Given records:
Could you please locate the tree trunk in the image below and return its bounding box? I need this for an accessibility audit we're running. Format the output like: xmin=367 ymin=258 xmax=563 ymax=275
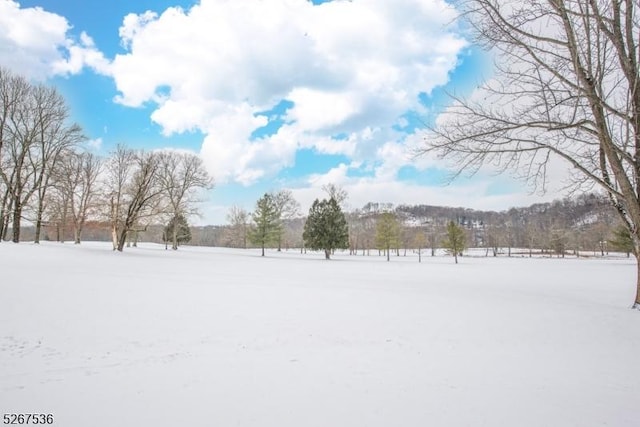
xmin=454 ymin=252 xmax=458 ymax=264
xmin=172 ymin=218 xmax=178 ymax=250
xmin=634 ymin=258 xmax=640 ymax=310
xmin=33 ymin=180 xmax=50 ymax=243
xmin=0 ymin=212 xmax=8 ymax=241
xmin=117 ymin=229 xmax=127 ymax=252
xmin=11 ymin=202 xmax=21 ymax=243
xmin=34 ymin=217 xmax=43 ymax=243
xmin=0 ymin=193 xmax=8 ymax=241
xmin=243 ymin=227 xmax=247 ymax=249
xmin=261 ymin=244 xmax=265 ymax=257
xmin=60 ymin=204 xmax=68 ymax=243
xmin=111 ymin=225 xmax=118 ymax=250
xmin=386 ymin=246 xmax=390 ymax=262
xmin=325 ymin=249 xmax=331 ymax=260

What is being asked: Please hand back every entry above exactly, with no images in the copy.

Exercise answer:
Could you please locate the tree trunk in the image below and return its bounding box? I need this for an accessibility audit we're running. Format the output like: xmin=367 ymin=258 xmax=563 ymax=275
xmin=454 ymin=252 xmax=458 ymax=264
xmin=172 ymin=218 xmax=178 ymax=250
xmin=634 ymin=258 xmax=640 ymax=310
xmin=33 ymin=180 xmax=50 ymax=243
xmin=0 ymin=212 xmax=8 ymax=241
xmin=117 ymin=229 xmax=127 ymax=252
xmin=11 ymin=202 xmax=21 ymax=243
xmin=34 ymin=217 xmax=43 ymax=243
xmin=0 ymin=193 xmax=8 ymax=241
xmin=243 ymin=227 xmax=247 ymax=249
xmin=261 ymin=244 xmax=265 ymax=257
xmin=60 ymin=204 xmax=68 ymax=243
xmin=111 ymin=225 xmax=118 ymax=250
xmin=386 ymin=246 xmax=390 ymax=262
xmin=325 ymin=249 xmax=331 ymax=260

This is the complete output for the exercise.